■ **ACTION ITEM**: All lines from the one with "ceiling shown in this photo." through the last line of the data below should be copied exactly; please add nothing.

Dataset entries
**********

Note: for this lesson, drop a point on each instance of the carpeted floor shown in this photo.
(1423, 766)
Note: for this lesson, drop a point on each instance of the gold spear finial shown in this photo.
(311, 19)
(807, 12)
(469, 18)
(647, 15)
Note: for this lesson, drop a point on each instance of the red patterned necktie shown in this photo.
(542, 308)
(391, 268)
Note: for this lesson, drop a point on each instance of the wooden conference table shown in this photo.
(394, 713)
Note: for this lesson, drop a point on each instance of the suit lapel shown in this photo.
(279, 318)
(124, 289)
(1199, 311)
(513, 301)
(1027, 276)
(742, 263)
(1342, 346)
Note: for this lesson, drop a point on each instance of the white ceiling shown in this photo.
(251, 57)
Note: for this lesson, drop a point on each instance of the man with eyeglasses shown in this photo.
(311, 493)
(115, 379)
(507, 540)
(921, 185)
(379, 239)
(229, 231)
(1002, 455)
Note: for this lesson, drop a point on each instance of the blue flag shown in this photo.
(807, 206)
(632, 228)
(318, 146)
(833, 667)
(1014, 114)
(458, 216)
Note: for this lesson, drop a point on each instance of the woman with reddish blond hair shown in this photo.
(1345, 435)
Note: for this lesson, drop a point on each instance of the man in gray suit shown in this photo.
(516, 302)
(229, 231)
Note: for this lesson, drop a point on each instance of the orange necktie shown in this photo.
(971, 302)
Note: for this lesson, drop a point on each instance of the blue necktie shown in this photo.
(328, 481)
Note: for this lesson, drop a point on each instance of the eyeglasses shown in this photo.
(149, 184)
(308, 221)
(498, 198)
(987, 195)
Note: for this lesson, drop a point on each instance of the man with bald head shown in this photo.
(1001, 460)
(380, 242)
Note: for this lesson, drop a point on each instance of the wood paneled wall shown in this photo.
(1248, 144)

**********

■ **EXERCISE RESULT**:
Note: for this lesson, drop a point on each instance of the white ceiling shown in this photo.
(251, 57)
Note: for this lesson, drop a point on each instance of the man with eyeglasses shown in this photo.
(311, 493)
(115, 379)
(507, 540)
(921, 185)
(379, 239)
(229, 231)
(1002, 455)
Note: for this lesson, drop a point on each instance of the blue flag shown in this photo.
(807, 206)
(632, 228)
(318, 146)
(833, 667)
(1014, 114)
(458, 216)
Note: for this lesson, drop a point on each instance of the woman with reddish blond hair shown in this photo.
(1345, 435)
Note: for this lesson, drop a point on each instance of the man in gray suit shown in this photo.
(516, 302)
(229, 231)
Note: for this lesson, drop a point on each instance of the orange necktie shown in this photo.
(971, 302)
Note: for this lesson, drop a point on each instance of the blue necktie shown in this photo.
(328, 481)
Note: for this lesson, drop a point on each instance of the eyeglasses shown in this photo.
(149, 184)
(308, 221)
(498, 198)
(987, 195)
Note: for this lesson, drop a point on each instance of the man with bald head shown in this photo.
(1001, 460)
(380, 242)
Note: for this lesson, drop a point on each instance of the wood paneled wall shown in this photo.
(1248, 144)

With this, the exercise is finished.